### Data shown

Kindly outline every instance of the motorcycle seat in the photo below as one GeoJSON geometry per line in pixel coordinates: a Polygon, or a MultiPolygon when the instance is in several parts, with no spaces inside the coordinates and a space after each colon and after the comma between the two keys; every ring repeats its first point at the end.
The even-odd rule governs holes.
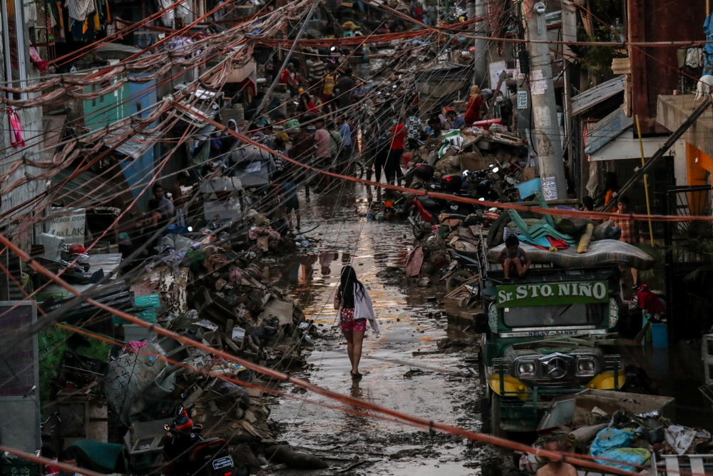
{"type": "Polygon", "coordinates": [[[426,210],[435,210],[438,208],[438,203],[431,197],[419,197],[419,203],[426,210]]]}

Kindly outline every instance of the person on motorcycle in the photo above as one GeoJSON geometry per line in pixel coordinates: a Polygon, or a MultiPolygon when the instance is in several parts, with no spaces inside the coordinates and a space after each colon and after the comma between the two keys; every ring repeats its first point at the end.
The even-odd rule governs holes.
{"type": "Polygon", "coordinates": [[[520,248],[520,240],[514,235],[506,238],[505,248],[500,252],[498,260],[501,262],[505,278],[508,280],[513,270],[518,273],[518,276],[522,278],[533,263],[525,250],[520,248]]]}

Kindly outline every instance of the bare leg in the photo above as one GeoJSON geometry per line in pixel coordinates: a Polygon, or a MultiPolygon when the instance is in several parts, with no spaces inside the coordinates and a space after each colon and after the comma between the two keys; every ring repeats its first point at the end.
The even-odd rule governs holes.
{"type": "Polygon", "coordinates": [[[361,343],[364,341],[364,333],[353,330],[354,343],[352,345],[352,375],[359,375],[359,361],[361,359],[361,343]]]}
{"type": "Polygon", "coordinates": [[[523,260],[518,258],[513,260],[513,263],[515,265],[515,270],[518,272],[518,276],[522,276],[525,274],[525,270],[523,269],[523,260]]]}
{"type": "MultiPolygon", "coordinates": [[[[347,353],[349,354],[349,362],[352,363],[352,368],[354,368],[354,342],[353,342],[354,341],[353,333],[351,330],[344,330],[344,338],[347,339],[347,353]]],[[[362,338],[364,337],[364,334],[363,333],[361,334],[361,337],[362,338]]],[[[360,342],[359,343],[359,353],[361,353],[361,343],[360,342]]]]}

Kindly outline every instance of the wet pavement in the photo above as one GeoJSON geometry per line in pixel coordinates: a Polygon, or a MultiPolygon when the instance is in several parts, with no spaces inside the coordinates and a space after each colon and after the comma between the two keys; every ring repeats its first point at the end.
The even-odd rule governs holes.
{"type": "MultiPolygon", "coordinates": [[[[306,248],[302,256],[283,263],[286,266],[277,285],[302,303],[307,318],[314,319],[327,335],[315,343],[307,358],[309,368],[294,375],[401,412],[482,431],[483,389],[479,379],[468,370],[471,368],[477,372],[473,354],[468,353],[474,349],[414,355],[436,352],[438,342],[446,337],[463,339],[473,335],[462,330],[463,324],[446,318],[438,303],[442,288],[399,285],[403,273],[394,272],[393,267],[404,265],[414,245],[408,223],[367,221],[364,217],[369,203],[375,197],[367,195],[361,185],[348,184],[322,196],[312,193],[309,201],[303,191],[299,198],[302,229],[319,225],[306,233],[319,243],[306,248]],[[346,343],[334,327],[334,292],[345,264],[354,266],[367,288],[381,328],[379,335],[367,328],[359,366],[364,377],[356,383],[349,375],[346,343]]],[[[301,389],[282,388],[300,397],[334,404],[317,395],[300,393],[301,389]]],[[[431,435],[394,422],[293,399],[276,398],[271,408],[271,418],[280,424],[280,440],[329,458],[329,470],[310,474],[334,474],[368,459],[349,472],[478,475],[481,460],[493,456],[492,450],[468,445],[461,438],[431,435]]]]}

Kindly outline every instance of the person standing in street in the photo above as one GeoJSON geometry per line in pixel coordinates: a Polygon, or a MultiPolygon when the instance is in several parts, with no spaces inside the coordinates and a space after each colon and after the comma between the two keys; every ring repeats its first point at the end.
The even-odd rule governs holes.
{"type": "MultiPolygon", "coordinates": [[[[616,213],[619,215],[622,215],[622,218],[613,218],[612,221],[614,222],[615,226],[619,227],[621,230],[621,236],[619,237],[620,241],[623,241],[624,243],[629,243],[630,245],[635,245],[639,242],[639,237],[637,236],[636,226],[634,224],[633,221],[632,221],[630,216],[627,216],[627,215],[631,215],[631,209],[630,207],[629,198],[627,197],[619,197],[618,208],[616,213]]],[[[631,269],[631,276],[634,278],[634,286],[633,288],[636,289],[638,288],[638,277],[637,275],[637,271],[633,268],[631,269]]]]}
{"type": "MultiPolygon", "coordinates": [[[[332,143],[329,140],[329,132],[324,128],[323,119],[318,118],[315,121],[314,127],[317,128],[314,131],[314,143],[317,144],[317,166],[323,171],[329,171],[332,166],[332,143]]],[[[322,177],[322,178],[327,181],[329,177],[322,177]]],[[[325,181],[326,184],[329,184],[329,181],[325,181]]]]}
{"type": "Polygon", "coordinates": [[[359,373],[359,363],[361,358],[361,344],[366,332],[366,321],[376,333],[379,325],[374,313],[371,299],[366,288],[356,278],[356,272],[352,266],[342,268],[339,287],[334,295],[334,309],[339,310],[337,323],[342,327],[342,332],[347,339],[347,353],[352,363],[349,373],[353,380],[362,375],[359,373]]]}
{"type": "Polygon", "coordinates": [[[352,156],[352,129],[344,116],[337,118],[337,125],[339,126],[339,135],[342,136],[342,158],[349,160],[352,156]]]}
{"type": "Polygon", "coordinates": [[[481,96],[481,88],[477,86],[471,86],[471,93],[468,97],[468,107],[463,117],[466,126],[471,126],[473,123],[483,118],[481,113],[482,108],[483,96],[481,96]]]}
{"type": "Polygon", "coordinates": [[[401,186],[401,178],[404,173],[401,172],[401,156],[404,155],[404,140],[406,138],[406,127],[400,121],[395,121],[394,128],[389,133],[390,146],[389,148],[389,156],[386,158],[386,166],[384,171],[386,174],[386,182],[393,184],[394,179],[401,186]]]}
{"type": "Polygon", "coordinates": [[[412,108],[411,116],[406,120],[406,128],[408,133],[409,148],[413,151],[419,148],[419,141],[423,130],[424,121],[419,117],[419,108],[412,108]]]}

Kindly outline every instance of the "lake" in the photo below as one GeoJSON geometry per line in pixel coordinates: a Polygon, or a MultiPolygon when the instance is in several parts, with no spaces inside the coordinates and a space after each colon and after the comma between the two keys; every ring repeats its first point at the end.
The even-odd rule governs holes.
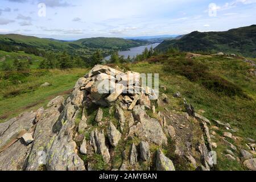
{"type": "MultiPolygon", "coordinates": [[[[142,53],[145,48],[147,47],[147,48],[149,49],[150,47],[151,47],[151,46],[153,48],[155,48],[160,43],[158,43],[153,44],[133,47],[131,48],[129,51],[119,51],[118,54],[120,56],[124,56],[125,58],[127,58],[128,56],[130,56],[131,59],[132,59],[133,56],[136,56],[137,55],[140,55],[142,53]]],[[[110,56],[107,56],[105,57],[105,59],[106,60],[109,60],[109,59],[110,59],[110,56]]]]}

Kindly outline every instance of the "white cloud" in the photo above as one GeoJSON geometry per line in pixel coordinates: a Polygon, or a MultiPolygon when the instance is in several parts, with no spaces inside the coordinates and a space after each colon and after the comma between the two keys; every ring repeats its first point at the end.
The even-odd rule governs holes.
{"type": "Polygon", "coordinates": [[[31,20],[32,18],[30,16],[26,16],[22,15],[21,14],[19,14],[18,15],[17,17],[16,18],[16,19],[23,19],[24,20],[31,20]]]}
{"type": "Polygon", "coordinates": [[[32,25],[30,22],[22,22],[19,23],[21,26],[29,26],[32,25]]]}
{"type": "Polygon", "coordinates": [[[39,0],[38,2],[44,3],[47,7],[68,7],[73,6],[63,0],[39,0]]]}
{"type": "Polygon", "coordinates": [[[13,20],[11,19],[0,18],[0,24],[2,24],[2,25],[7,24],[10,23],[14,22],[15,22],[14,20],[13,20]]]}

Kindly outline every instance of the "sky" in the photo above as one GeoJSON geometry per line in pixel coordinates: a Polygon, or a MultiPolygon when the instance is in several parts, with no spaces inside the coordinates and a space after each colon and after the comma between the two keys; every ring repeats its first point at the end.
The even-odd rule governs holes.
{"type": "Polygon", "coordinates": [[[256,0],[1,0],[0,34],[76,40],[256,24],[256,0]]]}

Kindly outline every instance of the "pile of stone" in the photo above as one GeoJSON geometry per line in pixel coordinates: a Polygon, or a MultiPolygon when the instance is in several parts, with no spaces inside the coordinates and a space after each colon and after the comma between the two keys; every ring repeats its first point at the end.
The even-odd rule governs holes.
{"type": "Polygon", "coordinates": [[[108,106],[118,100],[123,109],[131,110],[137,103],[150,107],[150,100],[157,98],[154,90],[142,86],[139,73],[97,65],[80,81],[87,104],[108,106]]]}

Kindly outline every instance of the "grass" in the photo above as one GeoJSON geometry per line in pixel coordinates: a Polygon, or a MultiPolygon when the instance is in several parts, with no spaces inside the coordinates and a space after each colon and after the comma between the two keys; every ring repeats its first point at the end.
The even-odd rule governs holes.
{"type": "MultiPolygon", "coordinates": [[[[164,93],[170,100],[168,109],[184,111],[182,98],[185,98],[188,102],[194,106],[197,111],[204,111],[202,114],[209,119],[218,119],[230,123],[233,128],[238,129],[238,131],[234,135],[256,138],[256,130],[254,129],[256,127],[256,78],[247,73],[247,70],[251,67],[240,58],[230,59],[222,56],[202,56],[192,60],[193,63],[188,63],[190,65],[185,65],[188,63],[184,61],[186,59],[186,53],[174,53],[160,55],[147,61],[129,64],[126,67],[128,66],[133,71],[140,73],[159,73],[159,85],[164,85],[167,89],[166,91],[160,89],[160,93],[164,93]],[[177,60],[185,63],[178,63],[177,60]],[[179,67],[176,67],[176,64],[183,65],[179,67]],[[174,67],[167,68],[167,65],[174,67]],[[203,67],[201,67],[201,65],[203,67]],[[199,66],[200,67],[196,68],[199,66]],[[202,71],[201,69],[203,68],[205,68],[205,70],[202,71]],[[191,74],[188,74],[188,72],[191,74]],[[200,73],[203,74],[200,75],[200,73]],[[204,74],[211,76],[205,77],[204,74]],[[189,76],[192,77],[189,77],[189,76]],[[228,83],[228,86],[237,88],[238,92],[232,92],[229,86],[223,87],[223,92],[218,92],[204,85],[200,80],[202,77],[210,79],[212,76],[221,78],[225,80],[225,83],[228,83]],[[195,78],[196,79],[193,79],[195,78]],[[177,91],[181,94],[180,99],[172,97],[177,91]],[[230,91],[232,94],[229,92],[230,91]]],[[[217,135],[222,136],[222,130],[224,130],[224,128],[220,127],[220,130],[216,131],[217,135]]],[[[216,149],[217,164],[214,169],[245,169],[240,162],[230,161],[226,158],[224,154],[226,146],[221,138],[216,137],[213,141],[218,144],[216,149]]],[[[242,144],[238,141],[229,141],[242,147],[242,144]]],[[[189,166],[179,165],[179,163],[183,163],[184,162],[170,155],[172,153],[170,149],[171,147],[168,146],[164,147],[163,151],[173,160],[178,169],[183,169],[184,167],[190,168],[189,166]]]]}
{"type": "Polygon", "coordinates": [[[32,72],[20,84],[10,80],[0,81],[0,121],[15,117],[24,110],[36,109],[45,106],[49,100],[59,95],[70,94],[78,78],[88,71],[85,69],[49,70],[43,75],[32,72]],[[46,82],[51,85],[40,87],[46,82]],[[5,83],[3,83],[5,82],[5,83]],[[19,94],[13,96],[16,90],[19,94]],[[8,95],[9,93],[9,94],[8,95]],[[5,97],[8,95],[7,97],[5,97]]]}

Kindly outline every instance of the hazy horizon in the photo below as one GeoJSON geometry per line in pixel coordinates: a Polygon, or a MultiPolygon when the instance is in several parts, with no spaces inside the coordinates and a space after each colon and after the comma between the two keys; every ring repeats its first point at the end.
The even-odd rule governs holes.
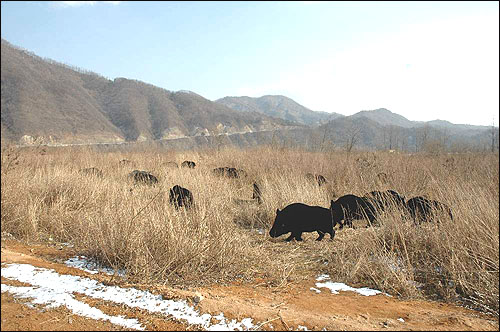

### What you should do
Report every line of the items above that contains the string "motorcycle", matching case exactly.

### Answer to this task
Kindly outline every instance of the motorcycle seat in the photo below as one GeoJSON geometry per line in pixel coordinates: a Polygon, or a MultiPolygon when the instance is in several parts, with no spaces inside the coordinates and a space after each colon and after the comma between the two keys; every ring repeats its first point at the end.
Kindly outline every instance of the person on motorcycle in the photo above as one GeoJSON geometry per line in pixel coordinates: a Polygon, or a MultiPolygon when the instance is in several parts, with no spaces inside the coordinates and a space after each colon and after the comma between the two keys; every ring repeats its first point at the end.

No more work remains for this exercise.